Data excerpts =>
* * * *

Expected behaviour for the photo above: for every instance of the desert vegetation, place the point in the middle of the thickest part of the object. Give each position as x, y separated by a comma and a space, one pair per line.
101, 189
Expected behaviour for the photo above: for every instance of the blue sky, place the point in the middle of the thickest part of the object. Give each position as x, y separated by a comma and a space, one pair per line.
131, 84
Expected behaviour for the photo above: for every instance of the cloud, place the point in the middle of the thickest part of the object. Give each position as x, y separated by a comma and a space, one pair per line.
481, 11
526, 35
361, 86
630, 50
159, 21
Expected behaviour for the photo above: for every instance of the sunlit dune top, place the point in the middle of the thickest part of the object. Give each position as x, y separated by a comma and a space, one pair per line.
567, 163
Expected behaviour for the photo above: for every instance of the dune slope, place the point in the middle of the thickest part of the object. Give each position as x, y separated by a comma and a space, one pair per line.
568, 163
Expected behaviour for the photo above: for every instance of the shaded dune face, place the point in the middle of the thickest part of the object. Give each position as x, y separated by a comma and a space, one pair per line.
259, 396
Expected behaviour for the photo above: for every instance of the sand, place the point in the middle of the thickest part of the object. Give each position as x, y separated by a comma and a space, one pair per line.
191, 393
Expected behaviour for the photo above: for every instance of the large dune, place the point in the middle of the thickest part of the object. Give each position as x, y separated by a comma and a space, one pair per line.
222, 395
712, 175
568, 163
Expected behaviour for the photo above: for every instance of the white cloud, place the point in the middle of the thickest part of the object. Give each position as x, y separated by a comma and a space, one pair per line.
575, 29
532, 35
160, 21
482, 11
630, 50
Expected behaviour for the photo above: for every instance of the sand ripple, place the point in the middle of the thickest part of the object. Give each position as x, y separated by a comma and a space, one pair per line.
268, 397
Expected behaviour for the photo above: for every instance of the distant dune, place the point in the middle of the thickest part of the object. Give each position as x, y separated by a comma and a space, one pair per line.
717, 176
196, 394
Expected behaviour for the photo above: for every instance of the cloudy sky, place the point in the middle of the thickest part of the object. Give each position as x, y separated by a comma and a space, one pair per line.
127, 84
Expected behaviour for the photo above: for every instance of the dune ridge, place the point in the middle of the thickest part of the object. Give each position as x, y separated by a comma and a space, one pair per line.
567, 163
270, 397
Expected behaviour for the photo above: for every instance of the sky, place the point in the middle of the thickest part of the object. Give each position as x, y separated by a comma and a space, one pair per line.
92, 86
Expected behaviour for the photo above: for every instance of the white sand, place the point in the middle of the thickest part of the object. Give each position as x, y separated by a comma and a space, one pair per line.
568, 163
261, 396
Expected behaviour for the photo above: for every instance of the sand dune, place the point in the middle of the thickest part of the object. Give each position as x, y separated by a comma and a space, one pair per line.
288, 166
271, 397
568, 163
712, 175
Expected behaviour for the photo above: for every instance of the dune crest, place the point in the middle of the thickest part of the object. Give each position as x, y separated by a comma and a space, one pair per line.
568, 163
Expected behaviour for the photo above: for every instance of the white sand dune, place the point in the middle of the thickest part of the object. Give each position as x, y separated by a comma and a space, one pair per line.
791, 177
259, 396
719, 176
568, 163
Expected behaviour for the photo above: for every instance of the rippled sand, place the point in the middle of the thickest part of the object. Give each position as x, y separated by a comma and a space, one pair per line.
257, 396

* * * *

Exercise =>
In full and word for word, repeat the records.

Your response =>
Expected behaviour for the photo above: for every instance of the desert vegetation, place the point in the middle of the thickest part of the object. Give each position as x, y separated by a comma and a space, one pair per line.
101, 189
Expected behaviour for the photo above: for every instance of the blue sky, place the point in the middle of the thickest part of the object. Give each position as x, y separated by a comma and a space, one pair per line.
131, 84
Expected behaviour for the photo above: for every instance of the cloud, place the point in the middle of the thickest part of the object. Give each position as x, y separated by a comma and a space, one pair per line.
481, 11
526, 35
361, 86
630, 50
159, 21
Expected behaviour for the photo above: for every instance of the sunlit dune top, place the point in the middle of the thickest part of the object. Give each position as x, y separated by a comma and a space, one pair per line.
567, 163
Expected behaviour for the photo above: for every instance of the dune slope, place the point in the middle of the thickest part of the object. Give each position as x, y separated by a comma and a space, one pair per line.
568, 163
Expected behaviour for the photo above: for every instance of the shaded dune face, place the point in the middle of the thickest part of the object. Give each position as x, y separated by a comma and a space, one pair per line.
259, 396
Expected behaviour for the photo above: for every instance of the sand, place the point in the middle of the thickest part of the object. Give each position as x, y separated by a comma and a space, one pair per line.
191, 393
Expected behaviour for the photo above: for every instance of the large dune, place the point in the middle of the thickest part of the object. Give each position as x, y separated by a comma and a space, one pair per line.
222, 395
712, 175
568, 163
Expected behaviour for the photo above: for every instance of the white cloud, place the point in the middle of the thickest part of the object. Give each position as x, y separated by a comma and a space, one pair per line.
575, 29
532, 35
160, 21
482, 11
630, 50
Expected behaviour for the photo above: for every instance of the sand ripple, place the point in the middle of the thickest part of the object. Give each position as x, y separated by a comma and a space, one pair per line.
268, 397
Expected behaviour for the photo above: for every instance of the distant dune, place the point in the middle of the thickest part of the object. Give each position as x, y separated by a comma and a space, one pair per line.
717, 176
196, 394
Expected behaviour for the photo above: for every instance of the cloudy sky, place the point in the middle of the thickest part of the object. Give each position as x, y separated by a comma and a space, one pair per line.
127, 84
Expected behaviour for the photo above: for every instance of the dune ridge, place the point in the middle of the thickest part of the object. Give each position as x, y separated by a comma and a space, one pair per line.
567, 163
270, 397
Expected behaviour for the photo above: for every instance of the sky, place the point in the middle of the thickest part of the object. Give each position as x, y separated by a comma and a space, one pair per line.
92, 86
Expected behaviour for the photo above: for every instance of the white sand, place the point in the middle of the thickest part of the object. Give each position as x, y separated by a comma and a space, one pair per line.
568, 163
261, 396
Expected behaviour for the photo above: for every instance of the sand dune, place the point in the middle of the thickest part of the object. Give each position as x, y separated by a comma and a space, one pair per line.
288, 166
271, 397
568, 163
712, 175
Expected behaviour for the photo above: for every instance of the dune crest, place the point in the middle of the thickest part of the object. Give each position as x, y separated by a comma and a space, one pair per line.
568, 163
Expected behaviour for the photo above: for every instance of the white sand dune, place the point in the middle of the thickest part of the object. Give each position as x, y separated by a comma and a space, one pair per line.
791, 177
259, 396
719, 176
568, 163
Expected behaviour for the photo above: for every instance of the rippled sand, place the point in the middle of the thickest part of the object. Give each position as x, y separated by a comma and a space, one pair per line.
257, 396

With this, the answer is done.